* Record set:
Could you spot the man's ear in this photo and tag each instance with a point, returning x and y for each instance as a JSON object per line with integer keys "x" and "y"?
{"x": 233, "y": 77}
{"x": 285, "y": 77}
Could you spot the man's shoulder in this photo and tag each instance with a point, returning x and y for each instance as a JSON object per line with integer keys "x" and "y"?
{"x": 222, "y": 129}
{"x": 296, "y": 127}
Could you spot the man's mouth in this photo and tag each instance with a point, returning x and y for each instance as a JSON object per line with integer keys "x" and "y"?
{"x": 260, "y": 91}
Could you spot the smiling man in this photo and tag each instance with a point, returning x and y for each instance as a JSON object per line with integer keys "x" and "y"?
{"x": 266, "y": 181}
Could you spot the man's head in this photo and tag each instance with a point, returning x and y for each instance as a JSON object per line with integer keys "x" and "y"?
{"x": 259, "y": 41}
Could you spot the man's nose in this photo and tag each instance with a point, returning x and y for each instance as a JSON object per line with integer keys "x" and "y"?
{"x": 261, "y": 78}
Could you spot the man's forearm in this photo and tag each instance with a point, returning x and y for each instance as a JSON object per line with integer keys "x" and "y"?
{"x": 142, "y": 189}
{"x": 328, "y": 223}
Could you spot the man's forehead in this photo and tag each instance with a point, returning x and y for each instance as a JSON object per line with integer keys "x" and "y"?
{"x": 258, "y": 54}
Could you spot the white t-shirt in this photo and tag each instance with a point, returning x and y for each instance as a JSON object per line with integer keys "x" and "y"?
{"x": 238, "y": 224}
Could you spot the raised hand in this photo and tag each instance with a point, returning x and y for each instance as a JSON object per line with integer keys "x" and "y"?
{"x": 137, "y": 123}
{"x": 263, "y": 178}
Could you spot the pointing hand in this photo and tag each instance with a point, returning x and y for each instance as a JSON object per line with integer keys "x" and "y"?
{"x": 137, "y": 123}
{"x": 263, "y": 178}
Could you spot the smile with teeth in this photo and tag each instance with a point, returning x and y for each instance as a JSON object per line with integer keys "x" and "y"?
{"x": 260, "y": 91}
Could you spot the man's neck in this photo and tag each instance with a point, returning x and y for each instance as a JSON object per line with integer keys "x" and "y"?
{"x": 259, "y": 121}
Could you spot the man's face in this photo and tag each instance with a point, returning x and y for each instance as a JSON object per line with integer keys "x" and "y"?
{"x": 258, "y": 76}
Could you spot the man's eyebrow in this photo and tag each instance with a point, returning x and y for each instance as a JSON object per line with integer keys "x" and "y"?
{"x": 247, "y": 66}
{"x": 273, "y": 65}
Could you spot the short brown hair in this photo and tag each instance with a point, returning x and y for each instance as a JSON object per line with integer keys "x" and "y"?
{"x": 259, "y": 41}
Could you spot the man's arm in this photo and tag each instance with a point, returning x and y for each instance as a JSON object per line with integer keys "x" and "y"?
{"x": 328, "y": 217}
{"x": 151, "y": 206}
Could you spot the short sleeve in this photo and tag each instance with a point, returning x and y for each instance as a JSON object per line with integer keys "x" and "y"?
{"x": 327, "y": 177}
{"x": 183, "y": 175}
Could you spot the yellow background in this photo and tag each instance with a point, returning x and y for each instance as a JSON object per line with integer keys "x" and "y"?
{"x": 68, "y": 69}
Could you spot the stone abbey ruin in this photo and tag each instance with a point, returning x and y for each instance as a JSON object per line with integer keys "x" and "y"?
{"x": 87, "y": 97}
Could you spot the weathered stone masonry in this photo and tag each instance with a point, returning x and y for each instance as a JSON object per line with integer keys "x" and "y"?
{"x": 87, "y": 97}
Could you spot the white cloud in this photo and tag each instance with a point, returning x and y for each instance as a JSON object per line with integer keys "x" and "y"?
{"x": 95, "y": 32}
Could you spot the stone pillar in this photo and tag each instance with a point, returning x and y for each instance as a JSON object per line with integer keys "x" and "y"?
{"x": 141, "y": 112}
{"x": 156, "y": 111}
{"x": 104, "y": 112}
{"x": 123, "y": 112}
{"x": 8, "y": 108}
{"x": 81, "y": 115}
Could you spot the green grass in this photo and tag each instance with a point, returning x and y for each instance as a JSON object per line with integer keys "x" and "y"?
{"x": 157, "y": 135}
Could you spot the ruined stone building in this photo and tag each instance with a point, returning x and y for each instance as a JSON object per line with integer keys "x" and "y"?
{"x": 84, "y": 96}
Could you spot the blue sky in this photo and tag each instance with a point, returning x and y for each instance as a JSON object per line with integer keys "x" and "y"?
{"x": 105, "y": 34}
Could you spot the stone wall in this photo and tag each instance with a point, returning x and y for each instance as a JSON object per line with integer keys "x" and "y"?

* Work request:
Produce an identical printout of the material above.

* Result of this task:
Could you spot the man's ear in this photo and tag each instance with a point, returning x and y for each instance as a JSON object per line with integer keys "x" and "y"?
{"x": 233, "y": 77}
{"x": 285, "y": 77}
Could you spot the man's shoulder in this photo and tag each instance with a point, returning x and y for each instance as a JSON object per line with integer keys "x" and "y"?
{"x": 222, "y": 129}
{"x": 296, "y": 127}
Could you spot the man's mouth in this photo and tag each instance with a point, returning x and y for each instance as a JSON object per line with integer keys "x" and "y"?
{"x": 260, "y": 91}
Could you spot the smiling man in this photo and tag each instance with a point, returning x and y for each instance as a JSON object per line with integer keys "x" and "y"?
{"x": 266, "y": 181}
Could you spot the man's head in this photo and tag each instance with a point, returning x and y for each instance as a JSON object per line with integer keys "x" and "y"?
{"x": 259, "y": 41}
Could you spot the man's nose in this photo and tag each instance with a point, returning x and y for each instance as a JSON object per line with integer keys "x" and "y"?
{"x": 261, "y": 78}
Could you spot the man's forearm in this photo and tag each instance with a point, returning x and y for each instance as a JSON object per line with integer keys "x" and "y"?
{"x": 142, "y": 189}
{"x": 328, "y": 223}
Could you spot the man's forehead in this photo and tag each instance with a point, returning x and y for each instance as a JSON object per line with integer keys "x" and "y"?
{"x": 258, "y": 54}
Could you spot the white t-shirt in this photo and tag each instance with a point, returning x and y for each instance as a JSON object per line with integer keys "x" and "y"?
{"x": 238, "y": 224}
Could you spot the raised hand in this photo and tag each instance with a point, returning x and y for each instance as a JSON object per line with integer keys "x" and "y"?
{"x": 137, "y": 123}
{"x": 263, "y": 178}
Could you spot the pointing hand in this photo and tag each instance with a point, returning x and y for each instance as a JSON object per line with integer keys "x" and "y"?
{"x": 137, "y": 123}
{"x": 263, "y": 178}
Could you spot the smile with teeth in this photo and tag each instance with a point, returning x and y for each instance as a JSON object per line with integer keys "x" and "y"?
{"x": 260, "y": 91}
Could you spot the man's neck in this photo and tag each instance with a point, returning x and y for each instance as a JSON object per line with integer keys "x" and "y"?
{"x": 259, "y": 121}
Could you spot the man's face in this photo and tag each instance with a point, returning x and y for each instance as a JSON object per line with integer keys "x" and "y"?
{"x": 258, "y": 76}
Could you spot the man's eyebrow in this photo and tag each instance with a point, returning x and y for each instance as a JSON object per line with integer keys "x" and "y"?
{"x": 247, "y": 66}
{"x": 273, "y": 65}
Could you spot the short brown hair in this photo and tag each instance with a point, returning x and y for each instance as a JSON object per line with integer keys "x" and "y"?
{"x": 259, "y": 41}
Could you spot the man's arm in this photo and tag each instance with a point, returning x and y for each instance as a JSON object per line with integer keys "x" and "y"?
{"x": 328, "y": 217}
{"x": 151, "y": 206}
Could you spot the short sleeve in this photo and tag each instance with a point, returning x and y for each instance as a JSON object per line with integer keys "x" and "y"?
{"x": 327, "y": 177}
{"x": 183, "y": 175}
Could you spot the yellow background in this photo and tag each instance with a point, returning x and y for each instance as a JSON object per line with integer keys "x" and "y"?
{"x": 68, "y": 69}
Could you spot the stone abbey ruin in this photo and tag each instance with a point, returning x and y for each instance as a JSON object per line with integer keys "x" and "y"?
{"x": 87, "y": 97}
Could you spot the weathered stone masonry in this photo and tag each instance with a point, returning x and y for each instance as a JSON object per line with integer keys "x" and "y"?
{"x": 87, "y": 97}
Could you spot the white cloud in this photo and tag each instance with a point, returning x and y for each instance as a JSON object per line with integer keys "x" and "y"?
{"x": 95, "y": 32}
Could you spot the stone pillar in this photo and tag each instance with a point, returning x and y for each instance as a JSON object per line with integer keys "x" and "y"?
{"x": 141, "y": 112}
{"x": 156, "y": 111}
{"x": 104, "y": 112}
{"x": 123, "y": 112}
{"x": 8, "y": 108}
{"x": 81, "y": 115}
Could you spot the green grass in this photo and tag each instance with a point, returning x and y for each instance as a JSON object per line with integer keys "x" and "y"?
{"x": 157, "y": 135}
Could you spot the ruined stone building in this photo and tag each instance with a point, returning x and y for each instance as a JSON object per line with integer keys "x" and "y"?
{"x": 84, "y": 96}
Could you spot the blue sky in this photo and tag each instance with a point, returning x and y for each instance as a JSON object per line with integer keys "x" and "y"?
{"x": 105, "y": 34}
Could you spot the stone wall in this photo and tag each instance with a point, returning x and y for each instance as a JSON object per line with integer keys "x" and "y"?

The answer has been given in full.